• **What to work on**: Please give the data again in full, exactly as provided.

(Point-per-instance localization data)
# # #

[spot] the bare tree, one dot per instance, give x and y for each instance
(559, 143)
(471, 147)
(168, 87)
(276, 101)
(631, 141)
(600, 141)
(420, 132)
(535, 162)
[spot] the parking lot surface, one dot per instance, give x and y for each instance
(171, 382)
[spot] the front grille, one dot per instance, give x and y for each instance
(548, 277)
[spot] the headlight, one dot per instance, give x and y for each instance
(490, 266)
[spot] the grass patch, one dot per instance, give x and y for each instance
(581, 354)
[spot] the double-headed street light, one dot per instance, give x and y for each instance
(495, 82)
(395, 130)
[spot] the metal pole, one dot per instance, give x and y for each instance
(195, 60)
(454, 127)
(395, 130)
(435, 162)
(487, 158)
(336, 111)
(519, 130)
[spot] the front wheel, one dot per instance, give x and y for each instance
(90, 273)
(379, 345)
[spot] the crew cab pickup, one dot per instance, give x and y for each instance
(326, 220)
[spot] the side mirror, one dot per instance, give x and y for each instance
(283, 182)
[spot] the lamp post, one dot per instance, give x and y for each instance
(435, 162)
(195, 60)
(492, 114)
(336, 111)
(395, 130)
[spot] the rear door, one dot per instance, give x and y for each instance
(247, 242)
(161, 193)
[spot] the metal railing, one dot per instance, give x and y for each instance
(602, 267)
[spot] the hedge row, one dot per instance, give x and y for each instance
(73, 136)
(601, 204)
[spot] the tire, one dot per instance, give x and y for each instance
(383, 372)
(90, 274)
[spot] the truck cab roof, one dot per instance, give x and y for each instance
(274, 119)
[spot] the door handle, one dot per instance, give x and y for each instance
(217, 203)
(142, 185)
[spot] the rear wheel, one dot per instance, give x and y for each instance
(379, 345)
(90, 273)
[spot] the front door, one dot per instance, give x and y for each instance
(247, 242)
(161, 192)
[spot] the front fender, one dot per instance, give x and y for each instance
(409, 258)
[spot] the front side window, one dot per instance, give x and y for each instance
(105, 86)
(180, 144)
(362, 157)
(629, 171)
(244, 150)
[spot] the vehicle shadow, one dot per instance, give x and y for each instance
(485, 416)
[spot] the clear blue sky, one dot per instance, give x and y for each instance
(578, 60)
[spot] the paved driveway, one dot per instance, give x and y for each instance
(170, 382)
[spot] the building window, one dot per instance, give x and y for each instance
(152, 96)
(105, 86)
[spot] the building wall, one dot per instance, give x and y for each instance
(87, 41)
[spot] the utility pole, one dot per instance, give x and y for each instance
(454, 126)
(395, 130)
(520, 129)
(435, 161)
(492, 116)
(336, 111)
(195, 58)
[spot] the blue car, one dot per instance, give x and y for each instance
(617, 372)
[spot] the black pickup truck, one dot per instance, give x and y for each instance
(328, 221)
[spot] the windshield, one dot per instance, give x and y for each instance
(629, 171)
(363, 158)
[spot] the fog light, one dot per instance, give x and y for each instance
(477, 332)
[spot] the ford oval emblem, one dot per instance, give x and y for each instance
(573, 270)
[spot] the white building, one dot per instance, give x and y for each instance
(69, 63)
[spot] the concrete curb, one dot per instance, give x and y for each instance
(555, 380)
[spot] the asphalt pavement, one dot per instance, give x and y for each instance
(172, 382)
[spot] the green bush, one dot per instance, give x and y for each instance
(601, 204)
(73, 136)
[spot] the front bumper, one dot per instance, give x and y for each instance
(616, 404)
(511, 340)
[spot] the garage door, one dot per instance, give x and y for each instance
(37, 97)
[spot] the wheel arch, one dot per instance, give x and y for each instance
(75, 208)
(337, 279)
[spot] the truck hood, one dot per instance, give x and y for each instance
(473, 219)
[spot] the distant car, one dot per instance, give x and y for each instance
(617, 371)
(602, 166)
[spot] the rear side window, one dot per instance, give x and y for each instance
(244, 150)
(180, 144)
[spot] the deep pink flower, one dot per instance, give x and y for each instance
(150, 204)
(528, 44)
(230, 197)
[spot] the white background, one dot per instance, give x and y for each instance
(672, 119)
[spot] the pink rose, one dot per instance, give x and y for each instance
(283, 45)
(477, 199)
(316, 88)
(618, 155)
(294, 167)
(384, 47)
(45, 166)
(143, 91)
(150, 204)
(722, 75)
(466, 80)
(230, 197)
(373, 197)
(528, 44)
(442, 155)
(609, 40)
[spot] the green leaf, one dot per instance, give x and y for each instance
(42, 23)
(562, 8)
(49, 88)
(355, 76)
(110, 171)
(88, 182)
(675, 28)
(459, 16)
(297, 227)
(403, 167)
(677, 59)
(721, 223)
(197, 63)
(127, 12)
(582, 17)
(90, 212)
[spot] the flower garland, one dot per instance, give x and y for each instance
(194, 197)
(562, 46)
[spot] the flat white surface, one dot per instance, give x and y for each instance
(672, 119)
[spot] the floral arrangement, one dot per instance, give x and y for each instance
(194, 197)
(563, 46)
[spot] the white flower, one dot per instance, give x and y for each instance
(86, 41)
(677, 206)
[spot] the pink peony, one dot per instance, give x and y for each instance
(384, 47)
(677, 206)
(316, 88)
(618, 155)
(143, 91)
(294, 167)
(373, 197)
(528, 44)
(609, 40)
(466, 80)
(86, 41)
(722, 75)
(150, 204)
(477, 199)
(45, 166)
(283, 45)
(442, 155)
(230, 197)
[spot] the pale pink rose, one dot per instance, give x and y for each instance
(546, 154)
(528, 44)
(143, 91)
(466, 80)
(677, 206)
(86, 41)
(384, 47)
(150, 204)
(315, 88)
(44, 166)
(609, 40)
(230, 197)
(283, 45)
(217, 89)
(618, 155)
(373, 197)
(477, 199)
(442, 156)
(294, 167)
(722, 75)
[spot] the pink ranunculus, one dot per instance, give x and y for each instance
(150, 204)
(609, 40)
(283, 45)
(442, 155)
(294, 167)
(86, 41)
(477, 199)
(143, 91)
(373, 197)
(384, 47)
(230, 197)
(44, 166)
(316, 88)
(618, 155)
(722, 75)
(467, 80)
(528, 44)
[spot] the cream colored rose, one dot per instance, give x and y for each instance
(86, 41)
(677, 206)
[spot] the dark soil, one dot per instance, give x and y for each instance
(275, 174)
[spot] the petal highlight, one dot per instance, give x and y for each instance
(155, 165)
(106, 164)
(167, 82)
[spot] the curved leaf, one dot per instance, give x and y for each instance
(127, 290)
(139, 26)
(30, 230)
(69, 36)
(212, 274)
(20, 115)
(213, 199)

# # #

• **Result of the exercise**:
[spot] the bare tree, one dot per instance, give x and y for each instance
(559, 143)
(471, 147)
(168, 87)
(276, 101)
(631, 141)
(600, 141)
(420, 132)
(535, 162)
[spot] the parking lot surface, one dot per instance, give x and y for each instance
(171, 382)
[spot] the front grille, one dot per instance, give x and y for each instance
(548, 277)
[spot] the headlight, one dot per instance, give x and y for each instance
(490, 266)
[spot] the grass patch, one dot per instance, give x and y for each instance
(581, 354)
[spot] the double-headed street light, one dot per instance, give x and y for each instance
(495, 82)
(395, 130)
[spot] the metal pole, one dot per instance, give x and y for each instance
(195, 60)
(454, 127)
(395, 130)
(435, 162)
(487, 158)
(336, 111)
(519, 130)
[spot] the front wheel, one dot per instance, give x and y for each instance
(90, 273)
(379, 345)
[spot] the crew cab pickup, one dot per instance, give x and y for each instance
(326, 220)
[spot] the side mirror, one dot per instance, give x and y for each instance
(283, 182)
[spot] the lamp post, one dot per instance, give x and y for each instance
(435, 162)
(195, 60)
(492, 114)
(336, 111)
(395, 130)
[spot] the rear door, one dot per instance, give x and y for each instance
(247, 242)
(161, 193)
[spot] the metal railing, one dot per instance, give x and y for each instance
(602, 267)
[spot] the hedge row, one dot per instance, give x and y for each instance
(73, 136)
(601, 204)
[spot] the tire, one dot per instance, give x and y for each instance
(383, 372)
(90, 274)
[spot] the truck cab roof, one dot per instance, give x and y for each instance
(274, 119)
[spot] the door handle, one dot per instance, give x and y for each instance
(217, 203)
(142, 185)
[spot] the rear wheel, one dot per instance, give x and y for each instance
(379, 345)
(90, 273)
[spot] the front door, one dot per instance, give x and y for each instance
(247, 242)
(161, 192)
[spot] the front fender, one dot per instance, give x and y for each instance
(409, 258)
[spot] the front side window, one dot per instance, give x and y for each instance
(105, 86)
(180, 144)
(362, 157)
(629, 171)
(244, 150)
[spot] the vehicle shadow, one dot per instance, give x and y for each instance
(485, 416)
[spot] the clear blue sky, one dot per instance, give x and y for each instance
(578, 60)
[spot] the paved driveway, one dot per instance, give x and y for each instance
(170, 382)
[spot] the building window, one dot per instance, give x and y for each instance
(152, 96)
(105, 86)
[spot] the building wall, one dot per instance, give x and y for each instance
(87, 41)
[spot] the utility pole, one dot per instance, give x and y for each instance
(454, 126)
(395, 130)
(520, 129)
(435, 161)
(492, 116)
(336, 111)
(195, 58)
[spot] the blue car, one dot per instance, give x and y for each instance
(617, 372)
[spot] the black pickup truck, one dot per instance, give x and y for each instance
(328, 221)
[spot] the windshield, one dot per instance, give x and y for each instance
(629, 171)
(363, 158)
[spot] the fog light, one dot per instance, give x and y for each instance
(477, 332)
[spot] the ford oval emblem, one dot per instance, give x and y for each instance
(573, 270)
[spot] the white building, one dot per instance, give x and y for each instance
(69, 63)
[spot] the concrete curb, one dot per instance, give x and y for each instance
(555, 380)
[spot] the asphalt pavement, one dot per instance, give x and y for each instance
(172, 382)
[spot] the green bush, one dot per instance, give x and y for each instance
(601, 204)
(73, 136)
[spot] the front bumper, one dot per instance, give x and y for each instance
(616, 404)
(511, 340)
[spot] the garage door, one dot per instance, give x and y for each instance
(37, 97)
[spot] the wheel arch, one dot per instance, give x and y for each instance
(75, 208)
(337, 279)
[spot] the truck hood, one dot per instance, give x and y for each instance
(473, 219)
[spot] the distant car, one dot per instance, give x and y for each instance
(617, 371)
(602, 166)
[spot] the rear side window, one dot per instance, give x and y for each instance
(244, 150)
(180, 144)
[spot] the deep pink flower, one dot per instance, give x and y for each instance
(150, 204)
(528, 44)
(230, 197)
[spot] the white background, one dot per instance, give x and y for each instance
(672, 119)
[spot] the pink rose, one dot per instance, give x and y for each instance
(283, 45)
(477, 199)
(316, 88)
(618, 155)
(294, 167)
(384, 47)
(45, 166)
(143, 91)
(150, 204)
(722, 75)
(466, 80)
(230, 197)
(373, 197)
(528, 44)
(442, 155)
(609, 40)
[spot] the green leaf, one dot per instance, give x and y for each instance
(42, 23)
(562, 8)
(49, 88)
(355, 76)
(110, 171)
(88, 182)
(675, 28)
(459, 16)
(297, 227)
(403, 167)
(677, 59)
(721, 223)
(197, 63)
(127, 12)
(582, 17)
(90, 212)
[spot] the flower garland, one dot per instance, give x and y for each instance
(194, 197)
(562, 46)
[spot] the flat white surface, one dot per instance, give x and y for each instance
(672, 119)
[spot] the floral arrangement, one dot per instance, give x and y for each instance
(194, 197)
(563, 46)
[spot] the white flower, one dot per instance, give x and y for each instance
(86, 41)
(677, 206)
[spot] the pink peony, one dot per instance, give x and y for each instance
(384, 47)
(677, 206)
(316, 88)
(618, 155)
(143, 91)
(294, 167)
(373, 197)
(528, 44)
(609, 40)
(466, 80)
(86, 41)
(722, 75)
(150, 204)
(477, 199)
(45, 166)
(283, 45)
(442, 155)
(230, 197)
[spot] the pale pink rose, one dot per instance, give x and y for each instance
(546, 154)
(528, 44)
(143, 91)
(466, 80)
(677, 206)
(86, 41)
(384, 47)
(150, 204)
(315, 88)
(44, 166)
(609, 40)
(230, 197)
(283, 45)
(217, 89)
(618, 155)
(373, 197)
(477, 199)
(442, 156)
(294, 167)
(722, 75)
[spot] the pink ranunculus, one dot per instance, give x and y for each instance
(150, 204)
(609, 40)
(283, 45)
(442, 155)
(294, 167)
(86, 41)
(477, 199)
(143, 91)
(373, 197)
(384, 47)
(230, 197)
(44, 166)
(316, 88)
(618, 155)
(722, 75)
(467, 80)
(528, 44)
[spot] the cream colored rose, one dot per instance, give x and y for each instance
(86, 41)
(677, 206)
[spot] the dark soil, one dot per instance, give x and y for each instance
(275, 174)
[spot] the petal highlight, one dot per instance, give x and y for each instance
(155, 165)
(106, 164)
(167, 82)
[spot] the curved leaf, one dot per instance, give x and y for each instance
(127, 290)
(139, 26)
(30, 230)
(69, 36)
(212, 274)
(20, 115)
(213, 199)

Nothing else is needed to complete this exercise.